◆ Dataset rows:

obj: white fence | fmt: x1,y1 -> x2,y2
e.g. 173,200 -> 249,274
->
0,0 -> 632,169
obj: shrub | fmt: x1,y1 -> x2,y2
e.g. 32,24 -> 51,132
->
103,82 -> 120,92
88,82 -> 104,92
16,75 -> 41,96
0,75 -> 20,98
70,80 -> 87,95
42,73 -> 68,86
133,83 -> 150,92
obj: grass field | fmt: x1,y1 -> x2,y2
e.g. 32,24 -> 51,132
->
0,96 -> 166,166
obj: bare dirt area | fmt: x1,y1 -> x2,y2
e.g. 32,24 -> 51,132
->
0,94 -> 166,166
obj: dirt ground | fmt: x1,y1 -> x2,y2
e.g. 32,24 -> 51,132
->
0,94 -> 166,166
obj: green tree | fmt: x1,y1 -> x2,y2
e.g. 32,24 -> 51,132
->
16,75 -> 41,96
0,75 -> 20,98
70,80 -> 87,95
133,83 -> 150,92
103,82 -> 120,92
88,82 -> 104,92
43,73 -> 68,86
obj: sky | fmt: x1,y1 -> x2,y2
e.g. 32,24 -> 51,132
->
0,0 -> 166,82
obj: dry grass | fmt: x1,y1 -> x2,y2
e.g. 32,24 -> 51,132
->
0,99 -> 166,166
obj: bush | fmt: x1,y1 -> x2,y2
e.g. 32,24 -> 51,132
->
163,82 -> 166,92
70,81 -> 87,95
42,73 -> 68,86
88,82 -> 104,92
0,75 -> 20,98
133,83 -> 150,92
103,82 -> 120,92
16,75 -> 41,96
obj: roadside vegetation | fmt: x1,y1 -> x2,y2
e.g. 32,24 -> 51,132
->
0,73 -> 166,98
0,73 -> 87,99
* * *
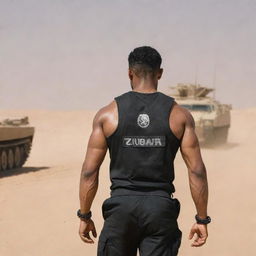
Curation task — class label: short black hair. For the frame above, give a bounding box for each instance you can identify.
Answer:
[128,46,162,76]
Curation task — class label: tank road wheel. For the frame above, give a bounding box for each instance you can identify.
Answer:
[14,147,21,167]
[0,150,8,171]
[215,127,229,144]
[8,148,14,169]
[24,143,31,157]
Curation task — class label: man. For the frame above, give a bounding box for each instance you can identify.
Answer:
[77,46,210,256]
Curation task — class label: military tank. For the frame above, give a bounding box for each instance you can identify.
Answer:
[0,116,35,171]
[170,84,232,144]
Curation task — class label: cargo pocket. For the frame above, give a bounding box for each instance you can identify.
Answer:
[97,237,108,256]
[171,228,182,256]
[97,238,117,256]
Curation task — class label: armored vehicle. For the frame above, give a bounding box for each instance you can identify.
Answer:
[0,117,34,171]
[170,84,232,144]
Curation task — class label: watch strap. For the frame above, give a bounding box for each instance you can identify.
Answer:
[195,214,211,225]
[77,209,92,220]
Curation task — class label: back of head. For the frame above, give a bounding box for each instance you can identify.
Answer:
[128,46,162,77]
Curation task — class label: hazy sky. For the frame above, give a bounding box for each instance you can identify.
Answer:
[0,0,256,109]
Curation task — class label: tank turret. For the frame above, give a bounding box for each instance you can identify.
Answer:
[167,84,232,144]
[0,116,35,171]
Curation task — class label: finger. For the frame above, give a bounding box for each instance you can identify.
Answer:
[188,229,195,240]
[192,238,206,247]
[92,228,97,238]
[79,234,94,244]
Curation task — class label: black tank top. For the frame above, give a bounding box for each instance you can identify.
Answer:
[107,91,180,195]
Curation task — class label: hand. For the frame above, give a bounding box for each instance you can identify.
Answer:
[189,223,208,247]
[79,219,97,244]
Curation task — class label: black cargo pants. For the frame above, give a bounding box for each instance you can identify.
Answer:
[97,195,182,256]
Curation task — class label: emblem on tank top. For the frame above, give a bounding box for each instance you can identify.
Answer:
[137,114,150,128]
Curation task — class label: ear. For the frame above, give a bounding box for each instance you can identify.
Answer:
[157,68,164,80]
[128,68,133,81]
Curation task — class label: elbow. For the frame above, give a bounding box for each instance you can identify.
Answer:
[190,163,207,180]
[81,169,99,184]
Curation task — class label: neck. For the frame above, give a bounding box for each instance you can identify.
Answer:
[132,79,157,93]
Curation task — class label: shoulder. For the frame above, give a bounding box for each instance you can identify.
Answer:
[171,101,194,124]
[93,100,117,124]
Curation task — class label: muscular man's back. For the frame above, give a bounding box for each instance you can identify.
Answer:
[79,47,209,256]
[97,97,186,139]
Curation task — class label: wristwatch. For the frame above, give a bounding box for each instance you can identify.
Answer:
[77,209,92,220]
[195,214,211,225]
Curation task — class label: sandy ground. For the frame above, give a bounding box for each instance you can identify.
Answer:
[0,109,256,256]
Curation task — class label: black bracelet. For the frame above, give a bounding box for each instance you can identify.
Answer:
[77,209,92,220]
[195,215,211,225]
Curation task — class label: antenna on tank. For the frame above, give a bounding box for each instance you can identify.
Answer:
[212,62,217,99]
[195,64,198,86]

◆ Problem details: Please convert the records from the line containing "Curation task — class label: black bracelet." through the line containing "[195,64,198,86]" into a Markdown table with the columns Row and Line, numbering each line and leaving out blank lines.

◆ Result below:
| Row | Line |
|---|---|
| 1 | Curation task — class label: black bracelet. For the frame above, give a bounding box for each instance you can identify. |
| 2 | Answer: |
| 3 | [77,209,92,220] |
| 4 | [195,215,211,225] |
| 5 | Curation task — class label: antenna on tank. For the frame above, give a bounding box for each instance you can identify. |
| 6 | Answer: |
| 7 | [212,62,217,99] |
| 8 | [195,64,198,86] |